--- Begin ---

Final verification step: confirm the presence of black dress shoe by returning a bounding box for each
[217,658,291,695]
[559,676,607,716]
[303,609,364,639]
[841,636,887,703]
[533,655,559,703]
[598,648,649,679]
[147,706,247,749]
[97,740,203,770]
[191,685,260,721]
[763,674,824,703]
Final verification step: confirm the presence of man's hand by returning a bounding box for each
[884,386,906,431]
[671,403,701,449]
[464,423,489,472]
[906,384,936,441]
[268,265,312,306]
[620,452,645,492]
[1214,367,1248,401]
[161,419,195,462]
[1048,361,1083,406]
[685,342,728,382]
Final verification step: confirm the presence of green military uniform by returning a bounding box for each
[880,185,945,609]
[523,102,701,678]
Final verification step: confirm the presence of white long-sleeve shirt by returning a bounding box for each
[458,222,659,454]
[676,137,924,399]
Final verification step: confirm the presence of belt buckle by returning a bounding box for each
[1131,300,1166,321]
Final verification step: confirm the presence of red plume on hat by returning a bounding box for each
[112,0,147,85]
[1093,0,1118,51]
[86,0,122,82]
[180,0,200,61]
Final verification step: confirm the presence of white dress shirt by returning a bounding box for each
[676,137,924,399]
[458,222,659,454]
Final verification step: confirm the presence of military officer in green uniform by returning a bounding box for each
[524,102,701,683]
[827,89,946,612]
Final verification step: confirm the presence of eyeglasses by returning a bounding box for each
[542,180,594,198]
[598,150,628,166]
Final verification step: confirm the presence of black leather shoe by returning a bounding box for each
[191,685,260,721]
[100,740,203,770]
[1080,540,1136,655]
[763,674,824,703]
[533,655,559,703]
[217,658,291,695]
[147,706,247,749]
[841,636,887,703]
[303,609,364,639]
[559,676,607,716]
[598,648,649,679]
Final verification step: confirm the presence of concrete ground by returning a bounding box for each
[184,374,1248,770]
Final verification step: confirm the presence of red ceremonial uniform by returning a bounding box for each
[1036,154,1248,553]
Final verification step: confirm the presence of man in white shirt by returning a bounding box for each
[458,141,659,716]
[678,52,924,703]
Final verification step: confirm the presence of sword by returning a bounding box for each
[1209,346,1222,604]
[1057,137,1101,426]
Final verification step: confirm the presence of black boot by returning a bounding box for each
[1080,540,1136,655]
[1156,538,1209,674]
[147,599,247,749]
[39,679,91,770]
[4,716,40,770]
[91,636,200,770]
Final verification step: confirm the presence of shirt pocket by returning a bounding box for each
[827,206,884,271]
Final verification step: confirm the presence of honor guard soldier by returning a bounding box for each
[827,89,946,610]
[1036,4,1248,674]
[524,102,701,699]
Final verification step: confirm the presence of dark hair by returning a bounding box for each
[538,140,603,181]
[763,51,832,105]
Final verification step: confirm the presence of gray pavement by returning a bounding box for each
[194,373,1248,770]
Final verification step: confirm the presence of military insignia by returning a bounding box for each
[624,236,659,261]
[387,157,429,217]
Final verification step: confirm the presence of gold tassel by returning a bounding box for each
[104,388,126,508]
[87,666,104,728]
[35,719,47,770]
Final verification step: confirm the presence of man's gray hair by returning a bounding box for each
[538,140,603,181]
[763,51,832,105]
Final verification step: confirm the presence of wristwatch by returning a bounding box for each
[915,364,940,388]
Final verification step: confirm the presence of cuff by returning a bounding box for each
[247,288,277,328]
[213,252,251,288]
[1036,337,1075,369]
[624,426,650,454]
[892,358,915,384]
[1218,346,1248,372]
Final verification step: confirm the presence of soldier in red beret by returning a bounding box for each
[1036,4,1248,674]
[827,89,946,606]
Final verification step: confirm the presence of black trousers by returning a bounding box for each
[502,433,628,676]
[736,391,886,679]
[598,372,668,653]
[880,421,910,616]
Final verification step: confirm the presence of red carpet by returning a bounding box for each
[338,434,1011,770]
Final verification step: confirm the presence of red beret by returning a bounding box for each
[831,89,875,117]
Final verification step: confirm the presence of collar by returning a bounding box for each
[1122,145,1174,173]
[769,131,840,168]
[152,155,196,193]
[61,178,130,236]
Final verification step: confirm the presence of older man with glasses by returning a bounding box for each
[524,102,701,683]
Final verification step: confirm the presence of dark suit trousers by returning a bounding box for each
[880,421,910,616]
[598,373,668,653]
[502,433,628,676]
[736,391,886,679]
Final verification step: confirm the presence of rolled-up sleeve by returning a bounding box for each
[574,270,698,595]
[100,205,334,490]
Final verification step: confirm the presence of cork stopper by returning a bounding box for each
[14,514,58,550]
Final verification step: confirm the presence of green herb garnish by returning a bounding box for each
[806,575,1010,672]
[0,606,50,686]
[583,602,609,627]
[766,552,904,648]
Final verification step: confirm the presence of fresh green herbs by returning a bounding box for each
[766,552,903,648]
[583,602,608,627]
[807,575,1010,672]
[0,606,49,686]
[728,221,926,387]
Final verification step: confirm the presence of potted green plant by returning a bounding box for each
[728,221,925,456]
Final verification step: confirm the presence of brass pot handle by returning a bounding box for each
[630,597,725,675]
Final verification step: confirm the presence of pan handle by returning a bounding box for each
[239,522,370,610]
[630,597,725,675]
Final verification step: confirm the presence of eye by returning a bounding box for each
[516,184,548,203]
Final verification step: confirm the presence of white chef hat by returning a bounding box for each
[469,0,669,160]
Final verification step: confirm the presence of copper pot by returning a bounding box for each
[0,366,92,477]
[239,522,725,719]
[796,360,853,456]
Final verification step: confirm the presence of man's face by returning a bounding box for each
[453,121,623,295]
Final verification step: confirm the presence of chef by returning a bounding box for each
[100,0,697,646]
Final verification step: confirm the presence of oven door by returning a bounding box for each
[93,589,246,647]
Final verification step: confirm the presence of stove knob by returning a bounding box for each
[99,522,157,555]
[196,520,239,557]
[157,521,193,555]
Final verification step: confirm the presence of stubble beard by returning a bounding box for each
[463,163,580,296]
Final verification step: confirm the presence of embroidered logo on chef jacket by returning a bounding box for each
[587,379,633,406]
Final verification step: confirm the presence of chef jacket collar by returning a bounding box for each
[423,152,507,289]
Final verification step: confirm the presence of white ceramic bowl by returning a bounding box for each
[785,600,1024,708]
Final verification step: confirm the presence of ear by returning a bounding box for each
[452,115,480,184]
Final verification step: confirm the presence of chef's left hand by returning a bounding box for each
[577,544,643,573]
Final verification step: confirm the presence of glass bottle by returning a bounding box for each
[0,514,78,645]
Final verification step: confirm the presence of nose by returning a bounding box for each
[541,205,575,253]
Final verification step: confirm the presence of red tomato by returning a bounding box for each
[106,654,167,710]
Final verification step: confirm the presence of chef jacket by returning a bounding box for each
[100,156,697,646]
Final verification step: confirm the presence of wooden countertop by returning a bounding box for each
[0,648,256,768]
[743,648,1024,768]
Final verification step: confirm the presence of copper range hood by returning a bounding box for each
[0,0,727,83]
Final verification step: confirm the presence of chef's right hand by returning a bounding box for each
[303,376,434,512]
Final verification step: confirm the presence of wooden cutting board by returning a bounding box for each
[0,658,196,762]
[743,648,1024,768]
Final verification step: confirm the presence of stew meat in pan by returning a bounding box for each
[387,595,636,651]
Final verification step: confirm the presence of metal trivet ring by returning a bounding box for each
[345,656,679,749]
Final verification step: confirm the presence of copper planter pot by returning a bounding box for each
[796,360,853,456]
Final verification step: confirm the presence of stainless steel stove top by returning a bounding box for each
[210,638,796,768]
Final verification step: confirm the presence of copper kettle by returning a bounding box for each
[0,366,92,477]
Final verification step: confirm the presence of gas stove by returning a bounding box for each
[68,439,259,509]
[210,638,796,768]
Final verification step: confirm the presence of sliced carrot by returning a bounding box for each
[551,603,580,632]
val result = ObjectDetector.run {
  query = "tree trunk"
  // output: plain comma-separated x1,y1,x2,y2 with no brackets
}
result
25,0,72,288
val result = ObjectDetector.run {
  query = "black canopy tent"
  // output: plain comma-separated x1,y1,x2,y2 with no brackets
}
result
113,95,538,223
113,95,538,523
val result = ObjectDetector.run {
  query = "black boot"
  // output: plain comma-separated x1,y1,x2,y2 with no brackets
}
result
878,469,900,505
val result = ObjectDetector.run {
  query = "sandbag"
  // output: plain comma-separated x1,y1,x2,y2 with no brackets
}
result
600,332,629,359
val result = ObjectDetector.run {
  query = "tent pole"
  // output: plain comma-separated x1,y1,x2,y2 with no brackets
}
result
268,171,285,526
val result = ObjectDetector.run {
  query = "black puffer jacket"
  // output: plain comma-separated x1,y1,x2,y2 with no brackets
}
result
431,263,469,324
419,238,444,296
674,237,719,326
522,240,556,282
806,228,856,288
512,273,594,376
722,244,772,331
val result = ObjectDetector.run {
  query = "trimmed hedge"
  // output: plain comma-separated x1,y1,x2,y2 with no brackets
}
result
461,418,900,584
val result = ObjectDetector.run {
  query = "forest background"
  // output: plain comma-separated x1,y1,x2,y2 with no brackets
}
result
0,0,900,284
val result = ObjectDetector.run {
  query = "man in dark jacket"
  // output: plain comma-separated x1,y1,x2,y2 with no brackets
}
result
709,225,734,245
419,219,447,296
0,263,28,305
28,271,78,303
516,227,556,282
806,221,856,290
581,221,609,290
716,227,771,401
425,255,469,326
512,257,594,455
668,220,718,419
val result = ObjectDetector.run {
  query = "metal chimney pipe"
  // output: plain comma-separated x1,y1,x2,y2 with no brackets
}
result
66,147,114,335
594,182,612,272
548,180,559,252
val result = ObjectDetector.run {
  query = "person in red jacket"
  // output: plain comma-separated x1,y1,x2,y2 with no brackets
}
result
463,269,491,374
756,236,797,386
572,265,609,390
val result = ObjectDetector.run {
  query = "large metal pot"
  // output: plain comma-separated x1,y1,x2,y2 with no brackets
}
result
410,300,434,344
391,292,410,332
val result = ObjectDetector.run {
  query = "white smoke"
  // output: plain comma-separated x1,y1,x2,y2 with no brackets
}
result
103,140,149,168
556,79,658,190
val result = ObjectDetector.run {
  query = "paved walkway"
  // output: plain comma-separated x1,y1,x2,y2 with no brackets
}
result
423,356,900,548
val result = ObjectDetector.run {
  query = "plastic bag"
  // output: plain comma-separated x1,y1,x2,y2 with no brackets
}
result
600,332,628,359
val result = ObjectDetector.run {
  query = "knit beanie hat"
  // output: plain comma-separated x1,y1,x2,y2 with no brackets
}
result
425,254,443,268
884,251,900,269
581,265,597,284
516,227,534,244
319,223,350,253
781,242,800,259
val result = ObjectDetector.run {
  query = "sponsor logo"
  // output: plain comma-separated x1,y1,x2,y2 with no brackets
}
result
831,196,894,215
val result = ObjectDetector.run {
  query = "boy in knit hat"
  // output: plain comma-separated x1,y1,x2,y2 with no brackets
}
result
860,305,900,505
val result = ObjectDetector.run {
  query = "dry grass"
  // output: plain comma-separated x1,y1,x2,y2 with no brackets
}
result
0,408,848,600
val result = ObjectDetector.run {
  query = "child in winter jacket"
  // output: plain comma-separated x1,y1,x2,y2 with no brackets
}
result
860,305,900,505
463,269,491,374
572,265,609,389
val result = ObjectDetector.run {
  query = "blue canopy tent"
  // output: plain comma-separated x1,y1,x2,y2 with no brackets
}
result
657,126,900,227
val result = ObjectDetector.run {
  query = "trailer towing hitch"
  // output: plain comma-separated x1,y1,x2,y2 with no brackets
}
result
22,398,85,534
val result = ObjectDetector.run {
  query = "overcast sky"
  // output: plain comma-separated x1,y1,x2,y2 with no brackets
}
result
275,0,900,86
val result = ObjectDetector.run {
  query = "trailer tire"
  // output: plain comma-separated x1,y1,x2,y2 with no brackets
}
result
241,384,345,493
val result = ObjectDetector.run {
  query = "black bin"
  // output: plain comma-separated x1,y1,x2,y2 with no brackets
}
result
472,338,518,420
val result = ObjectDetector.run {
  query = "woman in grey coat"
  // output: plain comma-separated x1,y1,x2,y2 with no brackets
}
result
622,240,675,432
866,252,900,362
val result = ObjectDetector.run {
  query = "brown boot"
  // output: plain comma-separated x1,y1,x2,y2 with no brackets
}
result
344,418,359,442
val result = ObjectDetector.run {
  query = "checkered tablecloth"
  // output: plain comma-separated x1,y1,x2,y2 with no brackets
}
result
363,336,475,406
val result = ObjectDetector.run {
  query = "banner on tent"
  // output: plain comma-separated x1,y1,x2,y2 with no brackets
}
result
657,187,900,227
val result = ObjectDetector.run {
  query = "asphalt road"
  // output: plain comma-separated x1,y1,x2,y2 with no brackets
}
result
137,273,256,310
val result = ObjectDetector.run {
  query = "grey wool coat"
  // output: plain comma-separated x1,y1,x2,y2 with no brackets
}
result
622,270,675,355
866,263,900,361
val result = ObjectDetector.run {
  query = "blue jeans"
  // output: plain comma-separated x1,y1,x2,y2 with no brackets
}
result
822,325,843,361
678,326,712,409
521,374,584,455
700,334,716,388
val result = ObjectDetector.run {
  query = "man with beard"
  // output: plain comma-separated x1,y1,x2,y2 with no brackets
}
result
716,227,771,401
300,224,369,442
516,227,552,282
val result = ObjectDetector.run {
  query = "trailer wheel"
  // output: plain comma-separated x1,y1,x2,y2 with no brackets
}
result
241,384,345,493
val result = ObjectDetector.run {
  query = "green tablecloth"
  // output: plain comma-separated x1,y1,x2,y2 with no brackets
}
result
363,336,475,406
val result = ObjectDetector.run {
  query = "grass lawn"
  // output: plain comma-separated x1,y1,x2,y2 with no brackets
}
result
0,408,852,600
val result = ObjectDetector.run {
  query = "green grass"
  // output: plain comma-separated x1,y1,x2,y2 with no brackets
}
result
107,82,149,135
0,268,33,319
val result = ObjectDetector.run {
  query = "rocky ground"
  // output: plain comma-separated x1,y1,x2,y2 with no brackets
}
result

--- End ---

> **TASK DETAILS**
Copy out every line exactly as it stands, from the line containing "Final verification step: confirm the presence of eye by" down to the line containing "[452,115,480,184]", both included.

> **SOLUTION FOR THIS PROBLEM**
Final verification step: confirm the presence of eye by returning a bounding box for each
[516,184,548,203]
Final verification step: confirm the presence of white chef hat by returning a bounding box for each
[469,0,669,160]
Final verification step: confirm the presence of copper pot by returning a bounding box for each
[0,366,92,477]
[239,522,725,719]
[796,360,853,456]
Final verification step: confirm the presence of man's face by returning a bounding box for each
[453,121,623,295]
Final verification step: confirm the presence of chef by returning a bounding box for each
[100,0,697,646]
Final verification step: confirm the presence of oven door by returning a bounding box for each
[93,589,246,647]
Final verification step: confirm the presence of stove knob by returning a bounding box for each
[99,522,157,555]
[196,520,239,557]
[157,521,193,555]
Final verification step: confirm the presence of stubble beard by returning a bounding box for each
[463,163,580,296]
Final verification step: confirm the presence of embroidered logo on chef jacket by returning a bounding box for each
[587,379,633,406]
Final verification step: confirm the presence of chef jacket collar by returning a bounding box for each
[423,152,507,289]
Final verification step: confirm the presence of white ceramic bowl by returning a bounding box for each
[785,600,1024,708]
Final verification step: confirm the presence of ear by returning a bounding box for each
[452,115,480,184]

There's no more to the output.